[Exercise text]

The relationship between histological grade and tumor response has been evaluated in several retrospective studies involving large cohort sizes (over 20,000 participants). These studies have reported that a lower histological grade was associated with pCR [927]. In our study, well-differentiated tumor was associated with good tumor response and was also an independent predictor of stage ypT0–1N0 on multivariable analysis. This finding is consistent with data from previous studies [69].

On univariable analysis, fungating tumor morphology and an anterior/posterior direction for the circumference were associated with good tumor response; however, fungating tumor was not significantly associated with stage ypT0–1N0 on multivariable analysis. To the best of our knowledge, no previous study provides a clear explanation for the varying responses to CCRT according to a tumor’s direction or morphology. Presumably, the radiation dose may be greater in a fungating mass with a larger surface area than in a flatter mass. Studies on the characteristics of tumors, as identified by endoscopy or DRE, are few. Park et al. [6] assessed tumor movability and morphology via DRE and reported that DRE was an accurate method for predicting pCR after CCRT. They suggested that a combination of clinical, laboratory, and metabolic data would best predict pCR. However, other studies reported DRE and endoscopy as poor methods for distinguishing between postradiation fibrosis and residual cancer [282930]. Notably, all these studies assessed tumors after CCRT to determine whether pCR was achieved but did not attempt to predict tumor response based on pretreatment gross morphology. In contrast, our study demonstrated some value for endoscopy, which was used to assess the primary tumor morphology, and reported that endoscopy is clinically important in planning treatment based on a good response to CCRT to ensure organ preservation. A prospective study is needed to verify the value of pretreatment gross morphology.

[Given records]
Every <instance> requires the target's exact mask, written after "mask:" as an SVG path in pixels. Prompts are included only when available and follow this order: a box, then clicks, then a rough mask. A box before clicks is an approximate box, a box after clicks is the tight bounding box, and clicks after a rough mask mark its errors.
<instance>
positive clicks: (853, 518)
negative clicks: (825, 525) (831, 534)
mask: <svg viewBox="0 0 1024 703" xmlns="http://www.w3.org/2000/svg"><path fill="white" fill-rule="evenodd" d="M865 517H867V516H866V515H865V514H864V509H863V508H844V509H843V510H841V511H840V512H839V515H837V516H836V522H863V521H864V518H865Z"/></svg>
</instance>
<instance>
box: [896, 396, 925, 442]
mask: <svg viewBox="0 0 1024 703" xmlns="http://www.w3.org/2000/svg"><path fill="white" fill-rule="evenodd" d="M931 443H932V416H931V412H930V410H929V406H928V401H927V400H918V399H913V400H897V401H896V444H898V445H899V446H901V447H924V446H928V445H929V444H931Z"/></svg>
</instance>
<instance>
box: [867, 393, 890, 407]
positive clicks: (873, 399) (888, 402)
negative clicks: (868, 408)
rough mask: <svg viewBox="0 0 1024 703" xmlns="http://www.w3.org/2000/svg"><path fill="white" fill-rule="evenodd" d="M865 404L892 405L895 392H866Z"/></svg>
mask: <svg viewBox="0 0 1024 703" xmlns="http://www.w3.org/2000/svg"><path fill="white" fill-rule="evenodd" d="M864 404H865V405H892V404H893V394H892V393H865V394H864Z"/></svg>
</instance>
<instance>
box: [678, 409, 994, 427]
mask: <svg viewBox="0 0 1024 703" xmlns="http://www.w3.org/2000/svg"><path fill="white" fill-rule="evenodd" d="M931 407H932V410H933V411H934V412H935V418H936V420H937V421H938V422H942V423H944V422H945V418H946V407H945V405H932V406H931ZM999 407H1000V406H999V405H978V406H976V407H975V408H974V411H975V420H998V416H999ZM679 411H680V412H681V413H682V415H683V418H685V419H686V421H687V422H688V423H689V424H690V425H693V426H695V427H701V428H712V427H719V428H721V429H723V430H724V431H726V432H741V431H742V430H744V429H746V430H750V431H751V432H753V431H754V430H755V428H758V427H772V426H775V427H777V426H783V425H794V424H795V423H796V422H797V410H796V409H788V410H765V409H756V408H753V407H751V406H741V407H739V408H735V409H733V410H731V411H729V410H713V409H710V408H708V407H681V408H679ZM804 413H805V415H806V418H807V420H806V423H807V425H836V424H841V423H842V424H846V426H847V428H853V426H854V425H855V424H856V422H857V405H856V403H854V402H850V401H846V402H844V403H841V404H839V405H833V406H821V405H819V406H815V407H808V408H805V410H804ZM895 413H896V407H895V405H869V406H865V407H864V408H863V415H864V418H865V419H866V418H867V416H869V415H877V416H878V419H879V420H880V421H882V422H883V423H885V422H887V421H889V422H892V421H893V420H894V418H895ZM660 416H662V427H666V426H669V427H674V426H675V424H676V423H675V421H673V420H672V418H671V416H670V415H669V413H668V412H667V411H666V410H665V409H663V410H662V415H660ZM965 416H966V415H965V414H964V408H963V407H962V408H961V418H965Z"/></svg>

[Problems to solve]
1. Answer these from the passage on tumor response to CCRT, one line each:
(a) On multivariable analysis, what was well-differentiated tumor an independent predictor of?
(b) Which two tumor features did Park et al. assess via DRE?
(c) According to other studies, what were DRE and endoscopy poor methods for?
2. Write the next part of the passage on tumor response to CCRT, picking up after its final sentence.

[Outputs for the tasks]
1.
(a) Stage ypT0–1N0.
(b) Tumor movability and morphology.
(c) Distinguishing between postradiation fibrosis and residual cancer.

2.
Our study has some limitations. First, the data were derived from a single institution. A multicenter study with a prospective design may provide additional reliable predictors of response to CCRT. Second, owing to the study’s retrospective nature, the data were extracted from medical charts; therefore, selection bias is inevitable. Given the finite extent of the available data, only a limited number of variables were analyzed. Although a large number of patients received neoadjuvant CCRT for rectal cancer at our center during the study period, those who did not undergo subsequent surgery were excluded. Moreover, clinical decisions were often made according to the physicians’ discretions. A prospective study may be able to evaluate additional variables that have recently received attention in the field. Even with these limitations, this is the first study evaluating the predictive factors of good response to achieve stage ypT0–1N0 which affords eligibility for transanal local excision that allows for nonradical treatment after neoadjuvant CCRT in patients with middle or low rectal cancer.

In conclusion, our study revealed that stage cT1–2 and well differentiation are predictors of stage ypT0–1N0, which in turn may provide an important and consistent indication for nonradical treatment after CCRT. Fungating tumors could be considered clinically meaningful, which may help in identifying candidates for nonradical treatment post-CCRT. These variables may also be used to stratify patients who participate in prospective studies aimed at developing new strategies for the treatment of rectal cancer.